*ЦЕЛЬ ЗАДАНИЯ 1:* Оформите строки листинга ниже как JSON-список строк, по одному элементу на строку, пустые строки пропустите. Изображения в ответ не включайте.

***** ФРАГМЕНТ ТЕКСТА *****

Немногие в этой партии глубоки, но даже и те немногие извлекают из глубин Никии только теневую сторону: языческие черты и женское первоначало. Балерины, увлекаясь природностью и сексусальностью образа, забывают о высоком предназначении жрицы. В Никии Марии Ильюшкиной все наоборот: культ бога Камы подавлен служением собственной вере. Однако ее образ — не ходульное олицетворение девственной белизны. В нем сохраняется «метафорическая основа: два цвета, которые окрашивают балет и создают постоянные полюса притяжений, — красный и белый, цвет пламени и огня, цвет тюников и вуалей» [2] В восточной героине Марии существует это единство противоположностей — такой же восточный Инь и Янь. Ее Никия, скорее, белый Янь: только не с черным, а с красным вкраплением в сердцевине. Это же неравное сочетание двух стихий представляет собой и портрет героини с ярким рубином-бинди, оттененным аристократической бледностью.
Для правдоподобного воплощения роли Мария глубоко работает над оправданием своей героини — над смешиванием или попеременным выделением красного и белого. Зритель верит и выносит вердикт — невиновна. Даже в конфликте с Гамзатти Никии Ильюшкиной нельзя вменить в вину покушение на принцессу. Оно — следствие помутнения рассудка, вовсе не хладнокровного намерения. То же и в вариации с корзинкой. Быстрая часть этой вариации страшна самой непредсказуемостью перехода к языческому — неоправданный переход насилен для лиричности Марии. «Этого следовало ожидать» — можно заключить про зарвавшихся Никий в исполнении балерин драматического амплуа — черты-предтечи экстаза вырываются из них с самого начала. И они вписываются — вгрызаются — в логику образа. В пластическом решении Марии — лирико-романтическом — таких разбивок не было и не могло быть. Оттого канканирующие grand emboite и донельзя раскрытые jete (так и хочется добавить балетный жаргонизм «раздирка») в ее «устах» обретают особый налет непристойности. Резкий контраст-опрокидывание в ее случае уместнее последовательного движения в жизни образа.

***** ЛИСТИНГ ЗАПИСЕЙ *****

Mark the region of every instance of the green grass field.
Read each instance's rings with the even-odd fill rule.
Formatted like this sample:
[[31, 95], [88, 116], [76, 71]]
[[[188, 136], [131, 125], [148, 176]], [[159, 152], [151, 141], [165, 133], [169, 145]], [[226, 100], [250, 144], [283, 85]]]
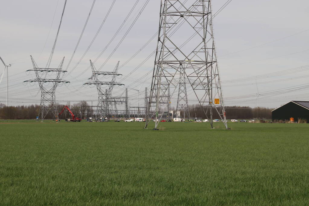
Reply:
[[309, 124], [0, 124], [0, 205], [307, 205]]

*****

*ЦЕЛЬ ЗАДАНИЯ 2:*
Ответьте по фрагменту о Никии Марии Ильюшкиной:
(a) Какие два цвета названы метафорической основой балета?
(b) Чем оттенен рубин-бинди на портрете героини?
(c) Какой вердикт выносит зритель героине Марии?

*ОТВЕТ 1:*
[
  "Mark the region of every instance of the green grass field.",
  "Read each instance's rings with the even-odd fill rule.",
  "Formatted like this sample:",
  "[[31, 95], [88, 116], [76, 71]]",
  "[[[188, 136], [131, 125], [148, 176]], [[159, 152], [151, 141], [165, 133], [169, 145]], [[226, 100], [250, 144], [283, 85]]]",
  "Reply:",
  "[[309, 124], [0, 124], [0, 205], [307, 205]]"
]

*ОТВЕТ 2:*
(a) Красный и белый.
(b) Аристократической бледностью.
(c) Невиновна.